--- Esercizio proposto ---
Trasforma in un elenco puntato il paragrafo dell'articolo sui cafoni che comincia con «Sono ovunque. Urlano al telefono», mantenendone i fatti principali.

--- Brano del documento ---
+===+

Cronache

La prevalenza del cafone. Ecco perché ha trionfato

È ovunque, maleducato e con la faccia tosta. Usi e "scostumi" del buzzurro contemporaneo

La prevalenza del cafone. Ecco perché ha trionfato

Sono ovunque. Urlano al telefono dei loro trascurabili accadimenti nella carrozza del treno ad alta velocità alle sette del mattino, dopo aver fatto lungamente trillare la cavalcata delle valchirie suonata alla pianola Bontempi. Si siedono a metà di due posti nella metropolitana affollata occupandoli entrambi, incuranti degli sguardi afflitti delle vecchine rimaste in piedi. Saltano le file. Parcheggiano in seconda fila (a Roma anche in terza). Allungano i piedi sul sedile davanti. Non ringraziano se li beneficiate di una piccola cortesia. Utilizzano il breve potere garantito da una mansione purchessia per umiliare il prossimo. Emanano cattivi odori, cattive parole, cattivi pensieri, cattive intenzioni. Sono i cafoni. Sono sempre gli altri, ma spesso siamo anche noi. Sono mutanti e geneticamente indistruttibili. Li trovi sui treni, per strada, alla posta, a scuola, in aeroporto, in televisione.

+===+

--- Materiale fornito ---

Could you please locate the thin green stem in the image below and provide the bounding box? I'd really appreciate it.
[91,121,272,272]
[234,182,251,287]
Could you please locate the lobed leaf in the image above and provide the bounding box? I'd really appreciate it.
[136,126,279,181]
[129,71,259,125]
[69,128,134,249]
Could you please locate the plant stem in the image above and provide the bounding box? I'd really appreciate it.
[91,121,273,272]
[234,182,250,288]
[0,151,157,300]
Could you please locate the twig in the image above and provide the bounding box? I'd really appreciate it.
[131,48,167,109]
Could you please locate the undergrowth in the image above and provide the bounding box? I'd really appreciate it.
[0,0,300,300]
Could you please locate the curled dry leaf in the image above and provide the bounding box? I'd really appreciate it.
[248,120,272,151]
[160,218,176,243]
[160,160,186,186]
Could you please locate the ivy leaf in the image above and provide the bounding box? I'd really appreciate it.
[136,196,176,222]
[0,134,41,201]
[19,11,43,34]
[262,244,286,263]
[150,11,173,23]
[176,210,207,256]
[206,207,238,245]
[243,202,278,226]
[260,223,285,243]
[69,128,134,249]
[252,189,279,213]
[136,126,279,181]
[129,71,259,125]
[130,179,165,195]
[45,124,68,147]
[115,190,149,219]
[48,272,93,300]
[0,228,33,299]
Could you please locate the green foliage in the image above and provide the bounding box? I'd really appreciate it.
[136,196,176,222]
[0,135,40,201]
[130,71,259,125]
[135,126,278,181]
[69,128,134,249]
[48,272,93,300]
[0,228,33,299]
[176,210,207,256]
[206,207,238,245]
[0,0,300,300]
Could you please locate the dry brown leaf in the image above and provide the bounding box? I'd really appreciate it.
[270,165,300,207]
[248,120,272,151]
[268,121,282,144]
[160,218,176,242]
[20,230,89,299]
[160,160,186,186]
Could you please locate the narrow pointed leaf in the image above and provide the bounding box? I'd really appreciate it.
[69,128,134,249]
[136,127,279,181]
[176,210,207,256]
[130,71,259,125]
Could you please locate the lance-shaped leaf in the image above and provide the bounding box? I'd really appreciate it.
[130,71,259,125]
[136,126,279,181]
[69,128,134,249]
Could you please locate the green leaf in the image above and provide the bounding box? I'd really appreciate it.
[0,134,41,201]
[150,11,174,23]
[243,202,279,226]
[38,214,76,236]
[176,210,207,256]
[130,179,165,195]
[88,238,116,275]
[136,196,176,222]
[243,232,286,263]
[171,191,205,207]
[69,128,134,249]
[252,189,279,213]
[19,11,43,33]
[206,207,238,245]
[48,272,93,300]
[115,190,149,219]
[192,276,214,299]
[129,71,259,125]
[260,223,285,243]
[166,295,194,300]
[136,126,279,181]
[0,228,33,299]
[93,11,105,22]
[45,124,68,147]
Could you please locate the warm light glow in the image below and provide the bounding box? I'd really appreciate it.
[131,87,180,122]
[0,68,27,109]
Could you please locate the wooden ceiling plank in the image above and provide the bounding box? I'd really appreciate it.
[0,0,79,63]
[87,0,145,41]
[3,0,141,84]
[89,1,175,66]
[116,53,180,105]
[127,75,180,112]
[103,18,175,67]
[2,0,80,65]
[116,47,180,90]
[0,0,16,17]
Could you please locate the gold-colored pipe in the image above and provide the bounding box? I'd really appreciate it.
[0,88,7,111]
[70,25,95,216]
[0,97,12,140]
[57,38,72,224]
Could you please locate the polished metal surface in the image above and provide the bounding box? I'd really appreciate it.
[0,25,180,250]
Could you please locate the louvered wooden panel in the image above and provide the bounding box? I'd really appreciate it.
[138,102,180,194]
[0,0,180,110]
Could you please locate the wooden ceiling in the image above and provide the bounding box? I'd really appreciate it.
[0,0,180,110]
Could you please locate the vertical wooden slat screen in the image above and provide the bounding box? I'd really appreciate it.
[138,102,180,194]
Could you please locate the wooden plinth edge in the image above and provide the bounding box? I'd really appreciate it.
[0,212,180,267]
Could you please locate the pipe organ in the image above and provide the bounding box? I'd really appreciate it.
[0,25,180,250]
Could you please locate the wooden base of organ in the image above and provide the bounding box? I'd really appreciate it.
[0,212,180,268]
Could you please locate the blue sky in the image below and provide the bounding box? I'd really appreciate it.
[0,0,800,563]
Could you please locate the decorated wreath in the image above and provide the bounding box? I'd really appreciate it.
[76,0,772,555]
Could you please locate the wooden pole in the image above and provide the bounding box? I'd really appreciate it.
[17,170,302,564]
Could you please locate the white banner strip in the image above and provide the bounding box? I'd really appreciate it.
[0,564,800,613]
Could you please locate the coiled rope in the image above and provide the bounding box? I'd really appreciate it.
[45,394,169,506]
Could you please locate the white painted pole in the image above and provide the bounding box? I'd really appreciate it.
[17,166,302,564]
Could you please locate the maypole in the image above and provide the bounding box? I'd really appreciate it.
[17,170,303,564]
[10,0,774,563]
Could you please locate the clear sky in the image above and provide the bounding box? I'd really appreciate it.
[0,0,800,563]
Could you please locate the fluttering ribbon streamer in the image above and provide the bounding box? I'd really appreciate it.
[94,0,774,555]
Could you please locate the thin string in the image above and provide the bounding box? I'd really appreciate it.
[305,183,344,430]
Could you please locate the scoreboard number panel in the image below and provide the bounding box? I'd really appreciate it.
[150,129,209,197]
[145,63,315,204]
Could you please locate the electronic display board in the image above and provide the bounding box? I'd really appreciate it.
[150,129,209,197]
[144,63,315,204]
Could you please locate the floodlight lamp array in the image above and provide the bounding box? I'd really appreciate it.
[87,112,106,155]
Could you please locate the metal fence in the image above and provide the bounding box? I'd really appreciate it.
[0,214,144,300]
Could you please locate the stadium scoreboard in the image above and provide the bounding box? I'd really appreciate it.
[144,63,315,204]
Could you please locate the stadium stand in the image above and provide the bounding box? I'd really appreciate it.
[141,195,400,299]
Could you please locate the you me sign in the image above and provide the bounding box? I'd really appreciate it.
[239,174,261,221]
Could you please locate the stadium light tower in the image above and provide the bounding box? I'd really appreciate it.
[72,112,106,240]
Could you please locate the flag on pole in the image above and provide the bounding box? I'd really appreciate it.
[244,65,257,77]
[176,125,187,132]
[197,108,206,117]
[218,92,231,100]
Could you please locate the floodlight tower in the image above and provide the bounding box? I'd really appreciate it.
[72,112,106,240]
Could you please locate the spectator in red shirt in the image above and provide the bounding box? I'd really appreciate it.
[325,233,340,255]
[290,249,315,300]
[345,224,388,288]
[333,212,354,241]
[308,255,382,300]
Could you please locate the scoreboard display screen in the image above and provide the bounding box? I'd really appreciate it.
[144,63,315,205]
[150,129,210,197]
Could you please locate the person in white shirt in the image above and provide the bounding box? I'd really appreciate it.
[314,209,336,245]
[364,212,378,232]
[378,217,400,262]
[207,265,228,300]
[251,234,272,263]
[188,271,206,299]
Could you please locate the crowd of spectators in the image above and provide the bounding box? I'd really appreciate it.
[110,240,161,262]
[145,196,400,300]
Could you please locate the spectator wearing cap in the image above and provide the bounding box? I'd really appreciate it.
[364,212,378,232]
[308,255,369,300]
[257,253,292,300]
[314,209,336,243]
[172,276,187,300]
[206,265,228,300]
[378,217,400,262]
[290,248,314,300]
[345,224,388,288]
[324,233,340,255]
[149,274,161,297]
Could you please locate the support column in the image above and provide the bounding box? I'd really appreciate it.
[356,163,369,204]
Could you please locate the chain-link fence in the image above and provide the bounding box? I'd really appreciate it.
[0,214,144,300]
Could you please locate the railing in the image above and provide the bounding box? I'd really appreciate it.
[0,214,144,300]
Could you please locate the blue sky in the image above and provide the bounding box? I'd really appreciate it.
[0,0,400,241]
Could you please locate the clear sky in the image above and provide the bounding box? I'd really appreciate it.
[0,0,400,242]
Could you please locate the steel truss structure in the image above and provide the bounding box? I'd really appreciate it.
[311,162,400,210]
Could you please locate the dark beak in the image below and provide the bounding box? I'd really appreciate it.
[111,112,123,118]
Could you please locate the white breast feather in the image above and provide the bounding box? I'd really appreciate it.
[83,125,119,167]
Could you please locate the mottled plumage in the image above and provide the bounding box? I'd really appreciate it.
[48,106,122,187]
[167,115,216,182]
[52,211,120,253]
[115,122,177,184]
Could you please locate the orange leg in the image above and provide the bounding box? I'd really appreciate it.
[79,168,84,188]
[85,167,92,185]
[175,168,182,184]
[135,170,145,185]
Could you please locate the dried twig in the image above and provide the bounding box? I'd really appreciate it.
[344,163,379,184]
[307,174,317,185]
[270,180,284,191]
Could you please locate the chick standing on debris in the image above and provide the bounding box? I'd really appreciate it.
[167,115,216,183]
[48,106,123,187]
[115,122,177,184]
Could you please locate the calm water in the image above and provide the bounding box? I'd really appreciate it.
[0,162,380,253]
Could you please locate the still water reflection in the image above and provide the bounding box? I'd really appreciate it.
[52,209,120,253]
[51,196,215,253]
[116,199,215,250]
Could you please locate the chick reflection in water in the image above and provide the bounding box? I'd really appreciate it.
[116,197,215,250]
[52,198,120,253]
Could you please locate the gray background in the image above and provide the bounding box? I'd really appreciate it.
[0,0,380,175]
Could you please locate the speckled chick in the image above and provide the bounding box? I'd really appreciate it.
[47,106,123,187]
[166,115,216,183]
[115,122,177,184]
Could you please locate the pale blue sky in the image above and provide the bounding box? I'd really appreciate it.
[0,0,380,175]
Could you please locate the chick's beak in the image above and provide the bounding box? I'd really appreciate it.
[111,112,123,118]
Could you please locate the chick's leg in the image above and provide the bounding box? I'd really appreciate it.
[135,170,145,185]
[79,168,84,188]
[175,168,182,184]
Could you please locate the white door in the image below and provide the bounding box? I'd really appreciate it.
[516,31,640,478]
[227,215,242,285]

+===+

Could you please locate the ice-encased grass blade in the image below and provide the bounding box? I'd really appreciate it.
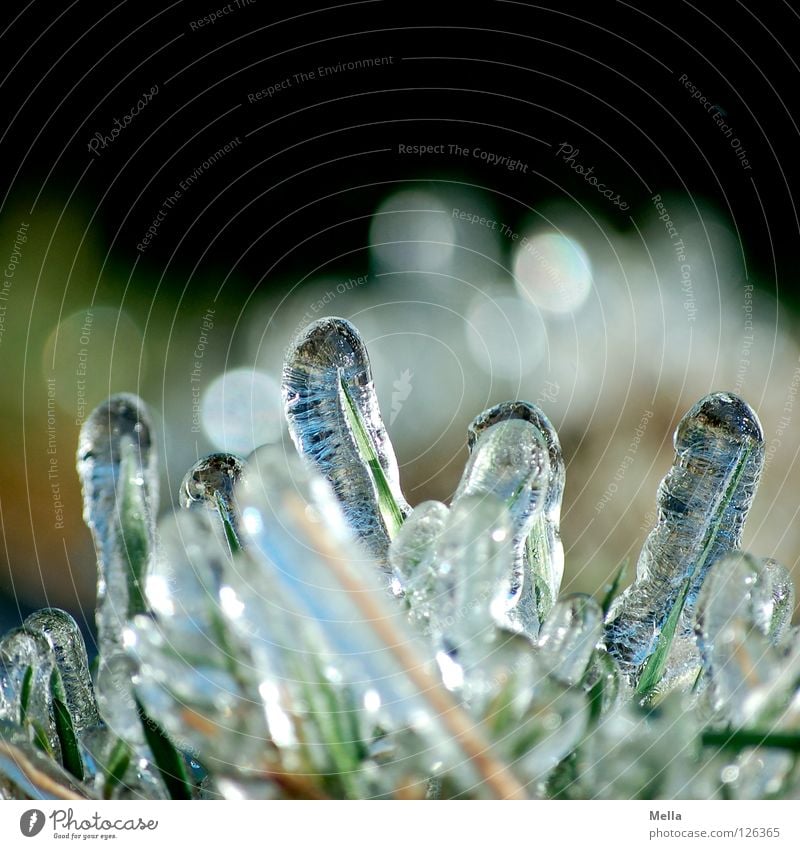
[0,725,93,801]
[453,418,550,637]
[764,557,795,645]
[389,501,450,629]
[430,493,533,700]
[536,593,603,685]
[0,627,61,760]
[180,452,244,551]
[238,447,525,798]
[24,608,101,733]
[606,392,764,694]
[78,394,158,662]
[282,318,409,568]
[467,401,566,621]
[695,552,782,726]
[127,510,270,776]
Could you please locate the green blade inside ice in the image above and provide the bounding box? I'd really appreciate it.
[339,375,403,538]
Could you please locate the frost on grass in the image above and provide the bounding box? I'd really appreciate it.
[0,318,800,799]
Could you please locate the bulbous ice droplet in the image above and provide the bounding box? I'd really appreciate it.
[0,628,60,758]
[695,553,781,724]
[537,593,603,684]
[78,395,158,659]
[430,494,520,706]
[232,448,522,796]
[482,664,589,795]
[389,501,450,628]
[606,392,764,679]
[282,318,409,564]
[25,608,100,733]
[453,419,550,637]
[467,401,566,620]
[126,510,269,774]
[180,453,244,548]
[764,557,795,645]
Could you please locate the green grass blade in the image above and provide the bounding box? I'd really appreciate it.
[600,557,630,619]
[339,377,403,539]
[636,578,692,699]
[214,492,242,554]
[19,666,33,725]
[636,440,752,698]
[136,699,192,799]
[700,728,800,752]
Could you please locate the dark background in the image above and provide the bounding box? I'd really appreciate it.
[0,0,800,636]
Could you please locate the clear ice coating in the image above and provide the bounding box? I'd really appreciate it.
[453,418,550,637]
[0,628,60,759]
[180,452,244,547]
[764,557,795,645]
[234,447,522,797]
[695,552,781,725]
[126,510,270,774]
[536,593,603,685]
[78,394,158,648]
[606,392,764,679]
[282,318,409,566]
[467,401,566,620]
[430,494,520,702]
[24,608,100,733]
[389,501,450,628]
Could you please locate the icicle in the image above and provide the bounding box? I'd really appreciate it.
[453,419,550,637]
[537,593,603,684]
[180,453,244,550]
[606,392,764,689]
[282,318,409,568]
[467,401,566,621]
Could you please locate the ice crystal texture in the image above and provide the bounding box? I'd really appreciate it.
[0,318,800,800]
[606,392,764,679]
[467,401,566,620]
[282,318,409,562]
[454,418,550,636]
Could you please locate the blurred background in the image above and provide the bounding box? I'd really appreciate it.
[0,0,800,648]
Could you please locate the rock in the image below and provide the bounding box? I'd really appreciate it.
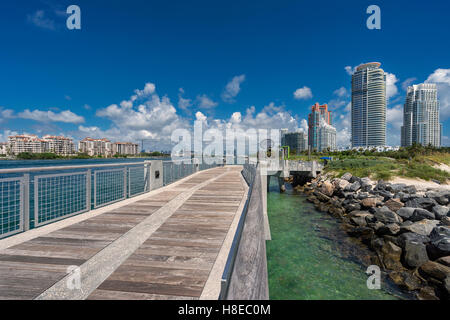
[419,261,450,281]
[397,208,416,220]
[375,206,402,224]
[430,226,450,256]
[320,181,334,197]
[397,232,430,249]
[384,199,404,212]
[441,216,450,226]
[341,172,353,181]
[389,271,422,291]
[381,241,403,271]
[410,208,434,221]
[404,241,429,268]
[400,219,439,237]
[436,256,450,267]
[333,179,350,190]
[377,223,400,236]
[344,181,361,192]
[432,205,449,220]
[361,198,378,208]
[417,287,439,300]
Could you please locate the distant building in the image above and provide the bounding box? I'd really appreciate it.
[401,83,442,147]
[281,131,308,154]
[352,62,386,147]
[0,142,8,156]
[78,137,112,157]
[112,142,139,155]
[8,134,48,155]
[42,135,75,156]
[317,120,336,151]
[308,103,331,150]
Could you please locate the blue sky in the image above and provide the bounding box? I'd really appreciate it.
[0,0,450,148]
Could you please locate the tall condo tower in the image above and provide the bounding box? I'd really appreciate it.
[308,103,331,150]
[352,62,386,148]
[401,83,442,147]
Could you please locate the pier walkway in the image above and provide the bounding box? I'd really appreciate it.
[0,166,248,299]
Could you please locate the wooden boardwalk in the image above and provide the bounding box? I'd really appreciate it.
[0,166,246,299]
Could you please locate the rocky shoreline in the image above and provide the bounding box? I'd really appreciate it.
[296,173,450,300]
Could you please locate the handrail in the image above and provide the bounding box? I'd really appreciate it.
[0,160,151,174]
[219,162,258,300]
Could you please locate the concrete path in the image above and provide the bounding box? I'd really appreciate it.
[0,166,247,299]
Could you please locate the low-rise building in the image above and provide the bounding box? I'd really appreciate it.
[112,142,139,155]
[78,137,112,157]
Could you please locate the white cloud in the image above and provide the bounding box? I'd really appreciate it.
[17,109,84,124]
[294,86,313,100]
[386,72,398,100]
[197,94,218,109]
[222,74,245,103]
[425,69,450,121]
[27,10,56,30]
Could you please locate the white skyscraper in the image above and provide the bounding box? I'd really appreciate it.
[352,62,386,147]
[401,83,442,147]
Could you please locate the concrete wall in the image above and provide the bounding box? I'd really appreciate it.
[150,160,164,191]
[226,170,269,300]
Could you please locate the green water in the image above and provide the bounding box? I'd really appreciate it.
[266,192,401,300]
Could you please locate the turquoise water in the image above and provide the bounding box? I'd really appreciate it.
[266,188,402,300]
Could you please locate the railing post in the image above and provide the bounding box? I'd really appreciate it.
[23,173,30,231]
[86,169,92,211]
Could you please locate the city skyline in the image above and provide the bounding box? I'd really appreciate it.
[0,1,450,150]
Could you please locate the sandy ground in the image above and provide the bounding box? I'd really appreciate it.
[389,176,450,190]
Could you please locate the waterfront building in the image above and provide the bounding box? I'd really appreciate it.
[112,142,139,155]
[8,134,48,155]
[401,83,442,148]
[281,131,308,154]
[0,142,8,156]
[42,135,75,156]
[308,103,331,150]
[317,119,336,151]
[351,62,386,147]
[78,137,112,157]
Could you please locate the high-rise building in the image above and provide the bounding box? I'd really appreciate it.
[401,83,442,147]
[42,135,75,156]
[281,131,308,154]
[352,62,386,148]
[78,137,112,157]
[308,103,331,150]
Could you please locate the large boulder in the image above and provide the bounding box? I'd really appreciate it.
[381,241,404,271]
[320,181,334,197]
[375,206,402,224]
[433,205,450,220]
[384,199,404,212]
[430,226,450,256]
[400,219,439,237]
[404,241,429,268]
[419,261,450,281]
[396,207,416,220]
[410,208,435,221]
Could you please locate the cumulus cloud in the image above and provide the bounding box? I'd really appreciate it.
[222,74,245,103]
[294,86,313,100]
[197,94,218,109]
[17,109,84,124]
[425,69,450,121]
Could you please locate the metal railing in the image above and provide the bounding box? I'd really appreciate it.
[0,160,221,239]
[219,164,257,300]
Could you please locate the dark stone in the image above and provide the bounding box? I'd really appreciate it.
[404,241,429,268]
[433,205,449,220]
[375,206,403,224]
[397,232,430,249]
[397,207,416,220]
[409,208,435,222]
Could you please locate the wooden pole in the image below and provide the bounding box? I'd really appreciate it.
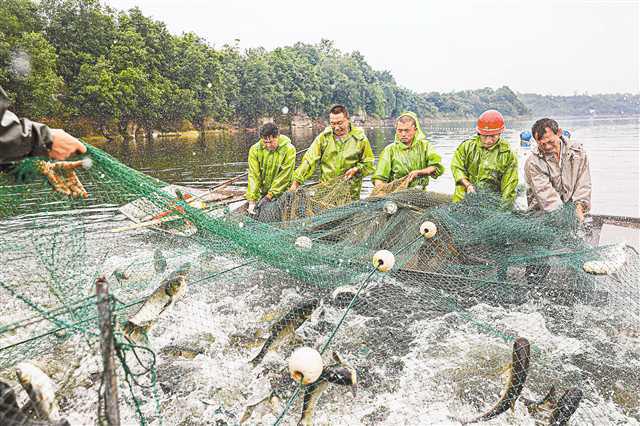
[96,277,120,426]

+===+

--- Soluzione dell'esercizio ---
- Si trovano ovunque: sui treni, per strada, alla posta, a scuola, in aeroporto, in televisione.
- Alle sette del mattino, sul treno ad alta velocità, urlano al telefono i loro fatti trascurabili, dopo aver lasciato squillare a lungo la suoneria.
- In metropolitana, anche se è affollata, si siedono a metà di due posti e li occupano entrambi, ignorando le anziane in piedi.
- Saltano le file.
- Parcheggiano in seconda fila, a Roma anche in terza.
- Allungano i piedi sul sedile davanti.
- Non ringraziano per una piccola cortesia.
- Usano il poco potere di una mansione qualsiasi per umiliare il prossimo.
- Emanano cattivi odori, cattive parole, cattivi pensieri e cattive intenzioni.
- Sono i cafoni: sempre gli altri, ma spesso anche noi. Sono mutanti e geneticamente indistruttibili.